(Saved entries)
___

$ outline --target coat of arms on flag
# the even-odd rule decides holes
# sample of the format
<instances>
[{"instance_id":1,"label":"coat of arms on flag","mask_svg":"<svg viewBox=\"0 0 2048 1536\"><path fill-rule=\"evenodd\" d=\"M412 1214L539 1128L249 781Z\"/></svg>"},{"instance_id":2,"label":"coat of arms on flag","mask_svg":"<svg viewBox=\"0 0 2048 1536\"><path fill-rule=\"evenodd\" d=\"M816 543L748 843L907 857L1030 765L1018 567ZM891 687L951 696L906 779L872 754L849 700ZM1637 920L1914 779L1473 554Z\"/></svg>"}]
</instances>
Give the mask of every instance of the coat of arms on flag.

___

(WHAT TO WORK ON)
Copy every line of the records above, starting with the first, up to and including the line containing "<instances>".

(OUTPUT FOR THIS TASK)
$ outline --target coat of arms on flag
# the even-odd rule decides holes
# sample of the format
<instances>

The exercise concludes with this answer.